**Exercise aim**. Pull out every line of the entries below and reproduce each one character for character, in the same order.

**Provided records**.

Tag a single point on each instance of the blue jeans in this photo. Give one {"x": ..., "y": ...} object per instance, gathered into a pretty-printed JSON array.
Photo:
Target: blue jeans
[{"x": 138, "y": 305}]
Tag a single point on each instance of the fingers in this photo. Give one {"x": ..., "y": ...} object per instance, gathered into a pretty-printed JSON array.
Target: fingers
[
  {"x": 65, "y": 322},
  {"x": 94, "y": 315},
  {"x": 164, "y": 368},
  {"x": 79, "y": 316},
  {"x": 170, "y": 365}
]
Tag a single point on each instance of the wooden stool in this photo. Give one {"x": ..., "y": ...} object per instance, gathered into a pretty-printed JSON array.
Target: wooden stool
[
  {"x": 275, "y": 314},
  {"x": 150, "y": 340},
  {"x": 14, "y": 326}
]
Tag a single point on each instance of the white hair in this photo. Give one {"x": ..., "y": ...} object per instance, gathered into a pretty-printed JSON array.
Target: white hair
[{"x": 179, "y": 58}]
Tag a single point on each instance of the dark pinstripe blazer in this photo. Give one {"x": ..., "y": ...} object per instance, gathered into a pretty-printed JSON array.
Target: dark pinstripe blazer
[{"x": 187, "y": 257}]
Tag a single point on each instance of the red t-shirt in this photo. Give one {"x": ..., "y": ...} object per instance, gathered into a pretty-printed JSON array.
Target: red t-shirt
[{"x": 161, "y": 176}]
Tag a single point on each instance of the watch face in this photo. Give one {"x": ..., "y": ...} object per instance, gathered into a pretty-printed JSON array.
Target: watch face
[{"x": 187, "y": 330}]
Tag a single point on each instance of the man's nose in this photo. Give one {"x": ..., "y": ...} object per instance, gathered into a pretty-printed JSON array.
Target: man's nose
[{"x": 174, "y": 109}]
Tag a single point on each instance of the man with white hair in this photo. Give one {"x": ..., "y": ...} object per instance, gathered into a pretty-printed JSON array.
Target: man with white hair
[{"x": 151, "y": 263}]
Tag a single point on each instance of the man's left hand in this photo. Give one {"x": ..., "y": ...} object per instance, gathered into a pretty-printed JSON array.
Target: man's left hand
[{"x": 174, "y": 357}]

**Full solution**.
Tag a single point on each instance of the blue jeans in this photo. Give one {"x": ..., "y": ...} object per instance, gathered into a pretty-printed JSON array.
Photo:
Target: blue jeans
[{"x": 138, "y": 305}]
Tag a single point on each instance of the fingers in this photo. Give one {"x": ..., "y": ...} object per instance, gathered into a pretty-printed JSON array.
Target: fingers
[
  {"x": 65, "y": 322},
  {"x": 94, "y": 315},
  {"x": 164, "y": 368},
  {"x": 79, "y": 316},
  {"x": 170, "y": 365}
]
Tag a single point on each instance of the wooden stool in this photo. Give one {"x": ..., "y": ...} object per instance, gathered into a pretty-printed JSON array.
Target: wooden stool
[
  {"x": 275, "y": 314},
  {"x": 150, "y": 340},
  {"x": 14, "y": 326}
]
Tag a single point on each instance of the white hair in this photo. Give one {"x": ..., "y": ...} object per instance, gathered into a pretty-printed JSON array.
Target: white hair
[{"x": 179, "y": 58}]
Tag a single point on each instance of the dark pinstripe blazer in this photo. Give one {"x": ..., "y": ...} object per instance, gathered into a pretty-printed JSON array.
Target: dark pinstripe blazer
[{"x": 187, "y": 257}]
Tag a single point on each instance of the red t-shirt in this photo. Give one {"x": ..., "y": ...} object per instance, gathered into a pretty-printed JSON array.
Target: red t-shirt
[{"x": 161, "y": 176}]
Tag a single point on each instance of the watch face in this photo. Give one {"x": ..., "y": ...} object per instance, gathered into a pretty-printed JSON array.
Target: watch face
[{"x": 187, "y": 330}]
Tag a single point on each instance of the man's nose in this photo. Give one {"x": ..., "y": ...} object per instance, gathered into a pretty-printed JSON array.
Target: man's nose
[{"x": 174, "y": 109}]
Tag a single point on each instance of the man with white hair in this photo. Give one {"x": ..., "y": ...} object per instance, gathered into a pretty-printed JSON array.
Target: man with white hair
[{"x": 151, "y": 263}]
Tag a single point on each instance of the man's left hand in this photo. Give one {"x": ..., "y": ...} object per instance, gathered into a pretty-printed JSON array.
Target: man's left hand
[{"x": 174, "y": 357}]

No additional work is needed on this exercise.